Work to complete
Can you arrange the lines below, starting at the line containing "the wet sand" and ending at the line containing "(1082, 213)", as a JSON list of strings with one string per line and no blank lines? Leave the pictures out.

Input records
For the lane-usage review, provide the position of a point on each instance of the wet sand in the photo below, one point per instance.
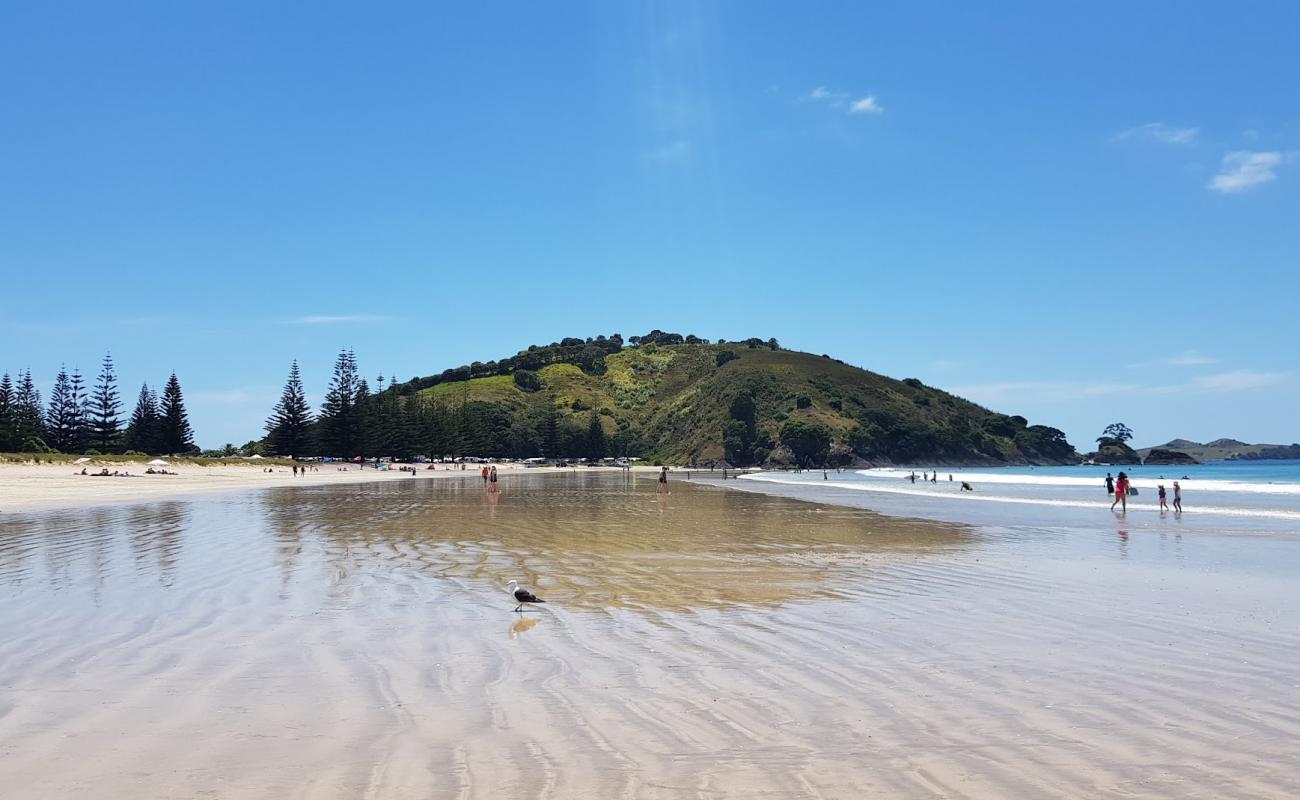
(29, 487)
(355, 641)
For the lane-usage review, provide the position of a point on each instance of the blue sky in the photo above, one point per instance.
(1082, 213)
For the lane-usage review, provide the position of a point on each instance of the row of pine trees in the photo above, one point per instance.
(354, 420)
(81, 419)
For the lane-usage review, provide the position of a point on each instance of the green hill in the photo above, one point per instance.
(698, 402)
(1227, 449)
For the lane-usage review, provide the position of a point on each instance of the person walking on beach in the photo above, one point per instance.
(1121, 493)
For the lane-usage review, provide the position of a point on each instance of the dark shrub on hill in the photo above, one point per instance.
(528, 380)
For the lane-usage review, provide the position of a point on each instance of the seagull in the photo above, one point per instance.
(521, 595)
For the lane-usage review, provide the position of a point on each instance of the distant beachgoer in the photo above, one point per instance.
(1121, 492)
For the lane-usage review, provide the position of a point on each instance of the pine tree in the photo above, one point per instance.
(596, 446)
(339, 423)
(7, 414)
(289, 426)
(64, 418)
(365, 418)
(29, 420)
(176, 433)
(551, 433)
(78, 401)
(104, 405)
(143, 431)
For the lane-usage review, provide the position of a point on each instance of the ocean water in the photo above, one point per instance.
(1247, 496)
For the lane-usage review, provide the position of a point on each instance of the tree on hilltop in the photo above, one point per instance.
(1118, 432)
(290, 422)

==

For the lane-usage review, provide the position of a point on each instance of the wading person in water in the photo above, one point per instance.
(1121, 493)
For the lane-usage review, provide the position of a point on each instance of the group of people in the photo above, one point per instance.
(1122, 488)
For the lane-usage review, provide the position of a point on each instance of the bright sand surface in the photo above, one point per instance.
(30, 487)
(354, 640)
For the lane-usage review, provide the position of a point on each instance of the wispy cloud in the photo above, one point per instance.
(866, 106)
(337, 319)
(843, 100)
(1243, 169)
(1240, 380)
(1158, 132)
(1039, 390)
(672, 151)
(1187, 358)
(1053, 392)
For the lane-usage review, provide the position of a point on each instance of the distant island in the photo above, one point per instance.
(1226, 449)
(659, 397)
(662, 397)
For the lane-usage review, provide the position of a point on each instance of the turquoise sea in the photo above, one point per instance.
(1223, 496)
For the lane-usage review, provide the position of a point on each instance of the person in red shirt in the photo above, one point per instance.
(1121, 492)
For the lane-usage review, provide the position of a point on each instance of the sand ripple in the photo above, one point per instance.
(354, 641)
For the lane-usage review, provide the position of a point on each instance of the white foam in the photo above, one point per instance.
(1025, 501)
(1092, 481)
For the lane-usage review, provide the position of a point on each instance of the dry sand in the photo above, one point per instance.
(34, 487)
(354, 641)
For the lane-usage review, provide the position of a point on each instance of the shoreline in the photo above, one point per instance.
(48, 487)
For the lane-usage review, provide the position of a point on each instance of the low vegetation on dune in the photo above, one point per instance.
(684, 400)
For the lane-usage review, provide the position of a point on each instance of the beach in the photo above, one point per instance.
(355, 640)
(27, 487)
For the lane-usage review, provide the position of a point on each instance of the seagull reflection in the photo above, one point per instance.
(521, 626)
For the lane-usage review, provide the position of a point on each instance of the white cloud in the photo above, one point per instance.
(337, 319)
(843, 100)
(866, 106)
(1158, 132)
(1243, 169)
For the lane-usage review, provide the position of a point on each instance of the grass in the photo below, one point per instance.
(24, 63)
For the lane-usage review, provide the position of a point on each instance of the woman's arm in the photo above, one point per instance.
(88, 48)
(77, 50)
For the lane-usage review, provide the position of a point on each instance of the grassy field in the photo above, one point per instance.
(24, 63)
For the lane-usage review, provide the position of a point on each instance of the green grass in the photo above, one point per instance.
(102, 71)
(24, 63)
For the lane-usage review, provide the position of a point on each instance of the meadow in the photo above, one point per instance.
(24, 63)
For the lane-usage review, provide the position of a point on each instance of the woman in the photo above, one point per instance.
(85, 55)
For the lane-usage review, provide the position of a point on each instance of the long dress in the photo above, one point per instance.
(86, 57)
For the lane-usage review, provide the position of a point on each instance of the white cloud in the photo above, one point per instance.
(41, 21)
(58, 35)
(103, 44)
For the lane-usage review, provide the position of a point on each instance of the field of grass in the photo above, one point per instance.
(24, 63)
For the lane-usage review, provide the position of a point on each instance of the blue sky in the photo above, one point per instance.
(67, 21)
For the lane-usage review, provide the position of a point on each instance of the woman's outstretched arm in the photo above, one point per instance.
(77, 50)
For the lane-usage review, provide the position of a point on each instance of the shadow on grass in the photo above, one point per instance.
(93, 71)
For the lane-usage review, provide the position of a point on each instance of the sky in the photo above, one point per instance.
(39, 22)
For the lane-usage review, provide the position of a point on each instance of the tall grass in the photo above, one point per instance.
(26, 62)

Written solution
[
  "For the lane-usage review, provide the position of a point on each instance of the wet sand in the photo below, one point per instance.",
  "(29, 487)",
  "(355, 641)",
  "For the lane-usage review, provide the position of a point on each instance of the blue sky in the photo above, one point per instance.",
  "(1082, 213)"
]